→ **Given exercise**
Rewrite the rows below, swapping "manhole cover" for "drain grate" wherever it occurs and leaving everything else unchanged.

→ **Data to process**

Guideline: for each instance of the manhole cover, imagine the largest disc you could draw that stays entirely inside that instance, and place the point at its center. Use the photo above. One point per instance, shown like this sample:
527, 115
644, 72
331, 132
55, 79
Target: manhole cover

→ **Written response**
Guideline: for each instance of the drain grate, imagine the largest disc you could draw that stays entirely inside that instance, and place the point at its center. Use the photo above. One point per instance, shown like this sample:
527, 115
644, 72
331, 132
55, 79
Target: drain grate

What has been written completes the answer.